EXERCISE AIM => Without changing a thing, reproduce the entire listing and leave out its pictures.

=== INFORMATION SHOWN ===

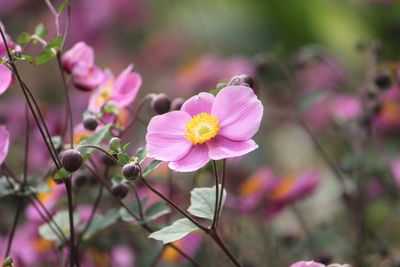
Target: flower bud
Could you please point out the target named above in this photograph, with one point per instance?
(71, 160)
(120, 190)
(161, 103)
(244, 80)
(90, 123)
(177, 103)
(382, 79)
(131, 171)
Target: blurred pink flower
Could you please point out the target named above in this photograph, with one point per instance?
(307, 264)
(190, 244)
(208, 71)
(395, 168)
(120, 92)
(4, 143)
(207, 127)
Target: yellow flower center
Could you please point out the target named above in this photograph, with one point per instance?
(202, 128)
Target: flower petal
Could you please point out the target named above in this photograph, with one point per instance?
(194, 160)
(222, 148)
(239, 112)
(165, 136)
(199, 103)
(6, 79)
(4, 143)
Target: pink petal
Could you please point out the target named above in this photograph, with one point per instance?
(165, 136)
(239, 112)
(6, 79)
(199, 103)
(4, 143)
(126, 93)
(194, 160)
(222, 148)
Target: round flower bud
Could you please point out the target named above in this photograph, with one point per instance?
(71, 160)
(161, 103)
(177, 103)
(131, 171)
(90, 123)
(382, 80)
(120, 190)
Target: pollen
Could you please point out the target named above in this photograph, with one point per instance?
(202, 128)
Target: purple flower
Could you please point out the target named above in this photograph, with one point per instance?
(307, 264)
(207, 127)
(4, 143)
(120, 92)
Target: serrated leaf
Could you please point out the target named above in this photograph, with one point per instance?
(100, 222)
(24, 38)
(63, 5)
(61, 174)
(61, 219)
(132, 206)
(95, 139)
(157, 210)
(41, 30)
(151, 167)
(141, 154)
(175, 231)
(202, 202)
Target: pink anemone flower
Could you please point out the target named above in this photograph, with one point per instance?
(121, 91)
(207, 127)
(4, 143)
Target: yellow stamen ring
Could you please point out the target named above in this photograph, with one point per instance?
(202, 128)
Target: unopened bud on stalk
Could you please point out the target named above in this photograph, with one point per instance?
(244, 80)
(120, 190)
(131, 171)
(90, 123)
(71, 160)
(177, 103)
(161, 103)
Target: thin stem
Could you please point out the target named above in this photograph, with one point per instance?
(144, 226)
(222, 190)
(102, 150)
(215, 174)
(72, 257)
(68, 114)
(174, 205)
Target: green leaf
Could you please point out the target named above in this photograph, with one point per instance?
(63, 5)
(45, 56)
(151, 167)
(24, 38)
(132, 206)
(175, 231)
(41, 30)
(202, 202)
(95, 139)
(61, 174)
(100, 222)
(141, 154)
(123, 158)
(157, 210)
(61, 219)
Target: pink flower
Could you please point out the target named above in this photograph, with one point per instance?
(120, 92)
(395, 168)
(80, 53)
(307, 264)
(4, 143)
(205, 128)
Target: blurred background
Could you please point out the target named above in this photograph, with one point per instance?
(183, 47)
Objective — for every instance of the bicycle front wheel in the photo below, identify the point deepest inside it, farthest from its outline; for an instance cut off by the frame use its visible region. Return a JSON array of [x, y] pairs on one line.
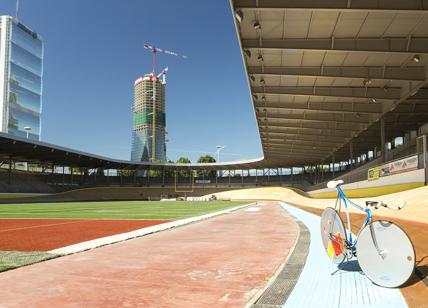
[[385, 254], [333, 235]]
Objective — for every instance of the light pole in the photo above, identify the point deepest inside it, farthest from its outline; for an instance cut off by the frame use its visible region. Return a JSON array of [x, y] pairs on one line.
[[27, 129], [219, 148]]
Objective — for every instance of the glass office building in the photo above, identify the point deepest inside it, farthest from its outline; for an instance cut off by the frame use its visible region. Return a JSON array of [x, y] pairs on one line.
[[21, 71], [148, 120]]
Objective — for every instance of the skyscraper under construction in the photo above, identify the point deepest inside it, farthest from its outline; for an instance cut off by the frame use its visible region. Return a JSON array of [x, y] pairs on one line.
[[148, 135]]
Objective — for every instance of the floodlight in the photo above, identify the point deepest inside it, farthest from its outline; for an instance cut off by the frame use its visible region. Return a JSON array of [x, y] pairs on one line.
[[239, 16]]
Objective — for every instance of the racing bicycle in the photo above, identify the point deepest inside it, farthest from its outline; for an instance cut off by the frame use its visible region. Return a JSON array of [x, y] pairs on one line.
[[384, 251]]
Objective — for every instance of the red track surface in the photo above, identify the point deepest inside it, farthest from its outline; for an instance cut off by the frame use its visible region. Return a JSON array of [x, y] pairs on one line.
[[220, 262], [48, 234]]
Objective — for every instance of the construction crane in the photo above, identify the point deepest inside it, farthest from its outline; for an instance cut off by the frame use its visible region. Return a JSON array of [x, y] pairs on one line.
[[154, 51]]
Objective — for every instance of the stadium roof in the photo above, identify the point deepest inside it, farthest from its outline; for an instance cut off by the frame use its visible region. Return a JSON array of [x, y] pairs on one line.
[[323, 73]]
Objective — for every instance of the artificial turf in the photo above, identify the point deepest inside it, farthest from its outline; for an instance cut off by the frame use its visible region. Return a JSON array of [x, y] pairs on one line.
[[115, 209], [14, 259]]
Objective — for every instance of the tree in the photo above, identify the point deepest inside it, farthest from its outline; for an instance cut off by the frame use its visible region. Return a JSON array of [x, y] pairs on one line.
[[206, 159]]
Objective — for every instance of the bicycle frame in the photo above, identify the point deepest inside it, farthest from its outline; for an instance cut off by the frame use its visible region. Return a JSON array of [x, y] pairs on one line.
[[342, 197]]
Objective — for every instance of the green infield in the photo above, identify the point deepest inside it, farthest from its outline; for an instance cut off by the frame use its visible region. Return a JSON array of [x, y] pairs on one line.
[[115, 209]]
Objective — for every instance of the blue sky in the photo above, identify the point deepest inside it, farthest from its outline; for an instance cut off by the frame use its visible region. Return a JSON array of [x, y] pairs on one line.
[[94, 52]]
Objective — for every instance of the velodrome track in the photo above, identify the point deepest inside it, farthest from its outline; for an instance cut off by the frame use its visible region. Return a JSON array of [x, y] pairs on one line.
[[205, 264], [221, 262]]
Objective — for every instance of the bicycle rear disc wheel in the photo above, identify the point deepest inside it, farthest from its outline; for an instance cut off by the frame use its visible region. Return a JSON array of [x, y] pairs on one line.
[[394, 263], [333, 235]]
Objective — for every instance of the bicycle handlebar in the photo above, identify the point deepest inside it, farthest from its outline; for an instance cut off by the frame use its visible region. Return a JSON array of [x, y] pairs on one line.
[[376, 204]]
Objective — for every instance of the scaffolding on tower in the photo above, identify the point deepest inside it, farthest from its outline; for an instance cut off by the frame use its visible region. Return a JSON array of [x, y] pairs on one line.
[[155, 78]]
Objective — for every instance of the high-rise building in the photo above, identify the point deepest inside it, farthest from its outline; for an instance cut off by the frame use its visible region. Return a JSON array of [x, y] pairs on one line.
[[21, 71], [148, 135]]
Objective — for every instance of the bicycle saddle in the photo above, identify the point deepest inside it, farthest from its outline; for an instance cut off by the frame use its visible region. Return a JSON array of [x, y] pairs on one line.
[[334, 184], [374, 204]]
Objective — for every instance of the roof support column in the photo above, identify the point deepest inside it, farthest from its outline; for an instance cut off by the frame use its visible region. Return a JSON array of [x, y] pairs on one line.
[[9, 173], [382, 139]]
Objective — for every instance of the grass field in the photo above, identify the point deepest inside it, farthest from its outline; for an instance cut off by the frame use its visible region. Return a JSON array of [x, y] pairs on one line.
[[114, 209]]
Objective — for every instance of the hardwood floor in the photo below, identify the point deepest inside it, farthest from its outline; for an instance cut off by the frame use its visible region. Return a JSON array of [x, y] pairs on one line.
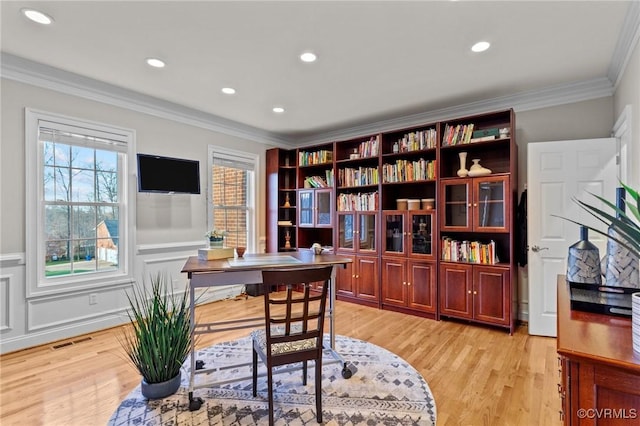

===

SOLUTION =>
Target: flower bud
Could you please point out the target named above in this photograph, with one point per instance?
(71, 160)
(120, 190)
(161, 103)
(244, 80)
(90, 123)
(177, 103)
(382, 79)
(131, 171)
Target: blurred pink flower
Could you please point out the target named above in this photograph, with one point per instance?
(307, 264)
(190, 244)
(208, 71)
(395, 168)
(120, 92)
(4, 143)
(207, 127)
Target: yellow flower center
Could you please point out the target named above in this photograph, with one point per instance?
(202, 128)
Target: flower petal
Could you please point out the target named above in this photograph, with one point per instance?
(194, 160)
(222, 148)
(239, 112)
(165, 136)
(199, 103)
(6, 79)
(4, 143)
Target: pink petal
Could you please point out the target named above in this photograph, with one point per instance?
(165, 136)
(239, 112)
(6, 79)
(199, 103)
(4, 143)
(126, 93)
(194, 160)
(222, 148)
Target: round flower bud
Could you please point out the target named above in this photograph, with one point per instance?
(71, 160)
(161, 103)
(177, 103)
(131, 171)
(90, 123)
(382, 80)
(120, 190)
Target: pollen
Could you please point out the target named above in this photograph, with one point per instance?
(202, 128)
Target: purple flower
Could you please point out the target named above in this photograph, with one point per instance?
(307, 264)
(207, 127)
(4, 143)
(120, 92)
Target: serrated leaf
Could you please point out the target named above in this photograph, with one point per instance?
(100, 222)
(24, 38)
(63, 5)
(61, 174)
(61, 219)
(132, 206)
(95, 139)
(157, 210)
(41, 30)
(151, 167)
(141, 154)
(175, 231)
(202, 202)
Target: pink anemone flower
Could you please point out the target named above in this photograph, with one point per instance?
(121, 91)
(207, 127)
(4, 143)
Target: yellow stamen ring
Could you please point out the target named above in this photograph, with one point per instance?
(202, 128)
Target: unopened bud on stalk
Could you please point out the target named above in this photograph, with one point per instance?
(244, 80)
(120, 190)
(131, 171)
(90, 123)
(71, 160)
(177, 103)
(161, 103)
Target: thin stem
Could you please point out the target named above in this photograph, with one point per instance?
(144, 226)
(222, 190)
(102, 150)
(215, 174)
(72, 257)
(68, 114)
(174, 205)
Target: green leaf
Could you please point out the target named above in this photograph, with one point per instance?
(63, 5)
(45, 56)
(151, 167)
(24, 38)
(132, 206)
(175, 231)
(41, 30)
(202, 202)
(95, 139)
(61, 174)
(100, 222)
(141, 154)
(123, 158)
(157, 210)
(61, 219)
Target: pink flower
Could you please point out the target named above in this photograph, with one point per instance?
(120, 92)
(395, 168)
(80, 53)
(307, 264)
(4, 143)
(205, 128)
Target: blurred background
Could you please point out the target named above in this photograph, with one point per instance?
(183, 47)
Objective — for every instance of the bicycle front wheel in the photo below, identify the point deepest inside it, farthest from its outline; for an instance cut off by the frame use its visible region. Return a JSON array of [x, y] pairs on one line.
[[385, 254], [333, 235]]
Objective — for every instance of the light pole in the photo above, identify the point deepest inside it, farthest from its outline; for an instance cut off by the frame use its visible region. Return a JSON array of [x, y] pairs on one line.
[[27, 129], [219, 148]]
Objective — for every instance of the glass office building in the photo above, identify the point deepest inside it, farthest from its outline; for an instance cut off by the frame use its visible region. Return a JSON array of [x, y] pairs on one line.
[[21, 71], [148, 120]]
Objective — for every instance of the skyscraper under construction in the photo above, identify the point deepest inside it, farthest from its outline; for an instance cut off by the frame use its visible region. Return a JSON array of [x, y] pairs on one line.
[[148, 135]]
Objective — for every instance of the floodlight in the photo above, identify the point deepest inside it, farthest from its outline; for an instance cut off by the frame use its visible region. Return a JSON array of [x, y] pairs on one line.
[[239, 16]]
Objective — for every instance of the racing bicycle in the photo above, identify the point deepest inside it, farthest from its outline; for an instance cut off by the frame use its visible region. Return a JSON array of [x, y] pairs on one line.
[[384, 251]]
Objective — for every instance of the red track surface in the photo above, identify the point deepest inside it, farthest from its outline; for an instance cut off by the frame use its visible region. Return a JSON array of [x, y] pairs on one line.
[[220, 262], [48, 234]]
Objective — for every instance of the construction crane in the photo above, identify the point deepest inside it, farthest from its outline; for an instance cut off by the frame use its visible region. Return a JSON array of [x, y] pairs on one line.
[[154, 51]]
Objective — for every instance of the stadium roof in the photo above, identify the point deepest inside it, farthest from its outline; for an instance cut off by the frame use its visible region. Return a JSON array of [x, y] pairs on one line.
[[323, 73]]
Objective — for every instance of the artificial turf in the photo above, identify the point deepest inside it, farthest from its outline; for an instance cut off by the frame use its visible region. Return a JSON array of [x, y] pairs on one line.
[[115, 209], [14, 259]]
Objective — for every instance of the tree in the photo above, identify the point deepest inside it, farthest from its outline; for an instance cut off by the frame use its visible region. Return a JSON array of [x, y] pairs on one line.
[[206, 159]]
Objective — for every instance of the bicycle frame in the photo above, identify the point deepest inside it, farthest from its outline; for an instance cut off by the frame use its visible region. Return a JSON array of [x, y] pairs on one line.
[[342, 197]]
Objective — for every instance of the green infield in the photo above, identify the point deepest inside it, farthest from its outline; for an instance cut off by the frame use its visible region. Return a JSON array of [x, y] pairs on one line.
[[115, 209]]
Objective — for every instance of the blue sky in the photo above, identify the point deepest inside it, farthest from its outline; for an instance cut off by the frame use its visible region. Return a JSON array of [x, y] pairs on one line.
[[94, 52]]
Objective — for every instance of the velodrome track in the photo above, identify the point deepest inside it, farthest from its outline; for an instance cut off by the frame use its visible region. Return a JSON array of [x, y] pairs on one line.
[[205, 264], [221, 262]]
Objective — for every instance of the bicycle rear disc wheel in the photo above, identify the point deepest inside it, farthest from its outline; for an instance cut off by the frame use its visible region. Return a JSON array of [x, y] pairs on one line.
[[394, 263], [333, 235]]
Objective — for every instance of the bicycle handlebar in the photo above, identify the point deepest inside it, farthest from its outline; for an instance cut off by the frame use its visible region. Return a JSON array of [x, y] pairs on one line.
[[376, 204]]
Objective — for every instance of the scaffolding on tower in the photo above, identify the point deepest inside it, farthest from its outline; for an instance cut off by the frame use its visible region. Return a JSON array of [x, y] pairs on one line.
[[155, 78]]
Objective — for every instance of the high-rise building in the photo above, identify the point deepest inside it, farthest from its outline; for an instance cut off by the frame use its visible region. Return a JSON array of [x, y] pairs on one line.
[[21, 71], [148, 135]]
Objective — for every instance of the bicycle saddle in the photo above, identify the point deepest inside it, farthest from its outline; for an instance cut off by the frame use its visible region. Return a JSON array of [x, y] pairs on one line.
[[334, 184], [374, 204]]
Objective — for every instance of the roof support column in the photo above, identify the point deepest inside it, farthest from its outline; for an instance cut off by the frame use its visible region. Return a JSON array of [x, y] pairs on one line.
[[9, 173], [382, 139]]
Objective — for every instance of the grass field in the photo above, identify the point deepest inside it, farthest from its outline; for an instance cut off by the frame use its visible region. Return a JSON array of [x, y] pairs on one line.
[[114, 209]]
Objective — for every instance of the hardwood floor in the photo below, identify the point deepest inside it, farthest from its outline; for an instance cut off by the frame use its visible region. Return a JSON array of [x, y] pairs on one line.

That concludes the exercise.